By Gwladys Fouche
On the basis of strong stock markets, driven by the finance and energy sectors, the world’s largest wealth fund on Wednesday reported earnings of $46 billion between January and March, a 4.0% return on investment that beat its own benchmark index.
“I would still put it (the pandemic) as one of the top three risks, absolutely, at this stage. We are seeing a slightly more balanced risk picture because there is more optimism now for growth and inflation,” deputy CEO Trond Grande told Reuters after the first-quarter results.
While stocks earned a return of 6.6% for the fund, the fixed income portfolio had a rare loss of 3.2%, as interest rates rose substantially after a prolonged slide.
“What you are seeing are some signs of some build-up of some inflation here and there, at least on the materials and raw materials side,” he said.

> _What the task asks_
Reproduce the passage of the wealth fund report from "While stocks earned" down to "a prolonged slide.", word for word.

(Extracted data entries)

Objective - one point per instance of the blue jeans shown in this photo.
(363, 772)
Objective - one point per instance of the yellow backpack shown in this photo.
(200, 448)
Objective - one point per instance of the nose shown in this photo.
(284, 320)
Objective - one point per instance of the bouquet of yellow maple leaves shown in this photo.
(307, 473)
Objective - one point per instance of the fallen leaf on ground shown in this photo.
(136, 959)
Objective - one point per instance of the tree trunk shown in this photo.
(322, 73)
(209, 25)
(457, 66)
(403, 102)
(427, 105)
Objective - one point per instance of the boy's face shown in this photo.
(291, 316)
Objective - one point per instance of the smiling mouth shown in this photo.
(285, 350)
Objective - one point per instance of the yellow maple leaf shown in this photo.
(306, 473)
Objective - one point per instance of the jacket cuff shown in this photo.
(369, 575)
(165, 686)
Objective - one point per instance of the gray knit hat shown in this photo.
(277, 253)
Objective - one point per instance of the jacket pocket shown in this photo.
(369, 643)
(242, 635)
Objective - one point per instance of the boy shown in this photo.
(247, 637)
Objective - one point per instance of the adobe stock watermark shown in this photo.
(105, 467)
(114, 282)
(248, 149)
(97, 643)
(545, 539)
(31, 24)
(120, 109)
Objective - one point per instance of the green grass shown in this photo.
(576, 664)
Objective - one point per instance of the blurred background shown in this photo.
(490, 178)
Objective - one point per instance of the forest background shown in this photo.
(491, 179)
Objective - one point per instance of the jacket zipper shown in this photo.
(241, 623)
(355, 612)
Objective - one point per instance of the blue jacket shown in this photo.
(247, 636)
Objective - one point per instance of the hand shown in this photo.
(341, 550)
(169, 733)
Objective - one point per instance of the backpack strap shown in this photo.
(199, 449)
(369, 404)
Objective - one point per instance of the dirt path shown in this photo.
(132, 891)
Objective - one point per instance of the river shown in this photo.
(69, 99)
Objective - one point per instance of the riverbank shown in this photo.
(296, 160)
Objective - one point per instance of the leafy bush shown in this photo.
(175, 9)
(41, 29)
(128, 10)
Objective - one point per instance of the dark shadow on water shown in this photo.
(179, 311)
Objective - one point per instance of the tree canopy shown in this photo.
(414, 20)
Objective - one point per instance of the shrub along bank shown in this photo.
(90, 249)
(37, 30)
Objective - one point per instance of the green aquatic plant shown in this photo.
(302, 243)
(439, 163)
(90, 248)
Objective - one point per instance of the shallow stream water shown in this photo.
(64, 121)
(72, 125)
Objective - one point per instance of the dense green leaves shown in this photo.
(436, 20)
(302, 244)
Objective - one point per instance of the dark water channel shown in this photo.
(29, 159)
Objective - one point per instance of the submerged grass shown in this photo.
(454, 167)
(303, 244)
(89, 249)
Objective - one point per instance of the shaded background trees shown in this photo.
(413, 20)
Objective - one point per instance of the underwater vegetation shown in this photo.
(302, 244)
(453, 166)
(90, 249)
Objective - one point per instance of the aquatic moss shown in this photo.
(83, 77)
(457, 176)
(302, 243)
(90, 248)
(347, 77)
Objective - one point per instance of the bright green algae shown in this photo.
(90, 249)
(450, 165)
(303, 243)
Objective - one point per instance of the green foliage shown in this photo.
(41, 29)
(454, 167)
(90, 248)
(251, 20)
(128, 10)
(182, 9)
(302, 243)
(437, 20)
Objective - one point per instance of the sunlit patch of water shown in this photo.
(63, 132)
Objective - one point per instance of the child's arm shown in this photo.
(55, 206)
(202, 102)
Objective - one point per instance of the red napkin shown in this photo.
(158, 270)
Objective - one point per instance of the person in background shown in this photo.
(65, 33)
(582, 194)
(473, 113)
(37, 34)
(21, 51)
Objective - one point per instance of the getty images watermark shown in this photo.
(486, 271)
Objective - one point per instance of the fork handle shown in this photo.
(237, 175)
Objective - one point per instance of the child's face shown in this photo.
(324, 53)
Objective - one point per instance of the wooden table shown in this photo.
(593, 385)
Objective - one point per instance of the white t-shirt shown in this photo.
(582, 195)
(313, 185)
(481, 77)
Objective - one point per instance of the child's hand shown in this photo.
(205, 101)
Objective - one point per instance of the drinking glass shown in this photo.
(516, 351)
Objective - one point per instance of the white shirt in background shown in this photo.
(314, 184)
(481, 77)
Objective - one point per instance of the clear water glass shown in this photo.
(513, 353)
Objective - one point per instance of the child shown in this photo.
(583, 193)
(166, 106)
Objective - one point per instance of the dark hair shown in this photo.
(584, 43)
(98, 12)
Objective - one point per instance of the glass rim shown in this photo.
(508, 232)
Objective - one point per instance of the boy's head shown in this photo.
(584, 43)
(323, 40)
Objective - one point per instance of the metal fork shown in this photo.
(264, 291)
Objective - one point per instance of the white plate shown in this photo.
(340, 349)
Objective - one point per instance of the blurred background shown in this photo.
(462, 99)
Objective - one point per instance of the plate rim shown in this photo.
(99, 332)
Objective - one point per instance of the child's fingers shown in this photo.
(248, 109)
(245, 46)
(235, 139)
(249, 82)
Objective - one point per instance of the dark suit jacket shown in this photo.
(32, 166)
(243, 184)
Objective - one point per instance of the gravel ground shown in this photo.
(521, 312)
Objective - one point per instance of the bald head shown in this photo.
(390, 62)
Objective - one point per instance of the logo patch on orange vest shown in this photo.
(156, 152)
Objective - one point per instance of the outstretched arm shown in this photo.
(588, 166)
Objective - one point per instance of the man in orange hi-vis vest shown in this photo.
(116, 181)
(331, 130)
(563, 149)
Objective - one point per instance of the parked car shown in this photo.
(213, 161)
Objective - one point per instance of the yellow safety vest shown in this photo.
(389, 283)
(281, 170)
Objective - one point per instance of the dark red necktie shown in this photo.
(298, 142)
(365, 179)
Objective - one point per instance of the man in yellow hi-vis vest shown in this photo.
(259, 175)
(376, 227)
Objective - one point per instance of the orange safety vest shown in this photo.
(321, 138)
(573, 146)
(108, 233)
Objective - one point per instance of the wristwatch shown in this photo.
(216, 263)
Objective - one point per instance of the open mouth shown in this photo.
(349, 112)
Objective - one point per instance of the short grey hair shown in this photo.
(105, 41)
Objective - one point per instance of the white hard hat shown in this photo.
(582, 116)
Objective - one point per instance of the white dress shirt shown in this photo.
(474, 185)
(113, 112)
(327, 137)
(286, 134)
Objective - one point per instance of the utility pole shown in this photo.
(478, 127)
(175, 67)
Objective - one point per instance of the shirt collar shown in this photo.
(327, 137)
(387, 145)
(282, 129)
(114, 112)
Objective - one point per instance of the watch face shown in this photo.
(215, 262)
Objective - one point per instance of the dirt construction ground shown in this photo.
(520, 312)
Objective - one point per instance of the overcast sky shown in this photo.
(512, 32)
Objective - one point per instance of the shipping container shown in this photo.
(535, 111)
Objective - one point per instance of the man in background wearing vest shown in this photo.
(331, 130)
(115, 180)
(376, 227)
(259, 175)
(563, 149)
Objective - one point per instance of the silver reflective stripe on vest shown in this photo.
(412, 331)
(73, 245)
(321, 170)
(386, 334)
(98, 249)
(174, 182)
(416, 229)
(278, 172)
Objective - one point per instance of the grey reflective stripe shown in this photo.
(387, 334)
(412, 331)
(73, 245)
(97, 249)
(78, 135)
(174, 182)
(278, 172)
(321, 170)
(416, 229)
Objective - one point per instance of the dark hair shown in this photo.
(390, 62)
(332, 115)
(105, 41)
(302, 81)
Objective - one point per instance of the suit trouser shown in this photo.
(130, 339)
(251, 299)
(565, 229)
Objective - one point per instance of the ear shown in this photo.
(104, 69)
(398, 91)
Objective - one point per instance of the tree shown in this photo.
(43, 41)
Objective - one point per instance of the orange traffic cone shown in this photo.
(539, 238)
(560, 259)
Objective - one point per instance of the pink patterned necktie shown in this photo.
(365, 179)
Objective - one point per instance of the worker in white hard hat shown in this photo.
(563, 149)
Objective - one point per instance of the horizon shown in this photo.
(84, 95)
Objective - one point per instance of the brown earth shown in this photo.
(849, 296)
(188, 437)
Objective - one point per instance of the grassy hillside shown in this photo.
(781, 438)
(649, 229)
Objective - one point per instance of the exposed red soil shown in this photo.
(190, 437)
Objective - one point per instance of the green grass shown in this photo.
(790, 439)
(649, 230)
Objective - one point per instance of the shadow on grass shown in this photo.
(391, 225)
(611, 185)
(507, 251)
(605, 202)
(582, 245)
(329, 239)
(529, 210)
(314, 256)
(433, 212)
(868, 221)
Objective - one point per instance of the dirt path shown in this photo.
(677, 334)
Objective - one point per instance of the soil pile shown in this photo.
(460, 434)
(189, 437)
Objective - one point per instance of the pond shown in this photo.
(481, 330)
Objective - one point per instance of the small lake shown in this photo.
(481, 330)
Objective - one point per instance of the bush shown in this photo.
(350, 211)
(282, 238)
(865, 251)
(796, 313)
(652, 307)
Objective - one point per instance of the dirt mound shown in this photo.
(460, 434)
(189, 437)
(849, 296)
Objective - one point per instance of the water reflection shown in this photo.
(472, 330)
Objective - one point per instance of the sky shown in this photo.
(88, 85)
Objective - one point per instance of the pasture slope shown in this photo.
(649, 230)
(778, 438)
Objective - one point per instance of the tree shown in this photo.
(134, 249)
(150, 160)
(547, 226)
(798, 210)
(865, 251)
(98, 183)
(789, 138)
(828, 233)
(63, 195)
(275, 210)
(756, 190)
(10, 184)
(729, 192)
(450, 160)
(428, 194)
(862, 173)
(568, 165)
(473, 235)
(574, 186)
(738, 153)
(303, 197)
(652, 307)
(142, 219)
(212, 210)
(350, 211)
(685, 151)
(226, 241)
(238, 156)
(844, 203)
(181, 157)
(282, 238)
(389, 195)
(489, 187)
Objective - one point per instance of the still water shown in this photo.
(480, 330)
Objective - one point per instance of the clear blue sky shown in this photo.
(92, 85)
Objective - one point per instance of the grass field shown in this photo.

> _Solved problem_
While stocks earned a return of 6.6% for the fund, the fixed income portfolio had a rare loss of 3.2%, as interest rates rose substantially after a prolonged slide.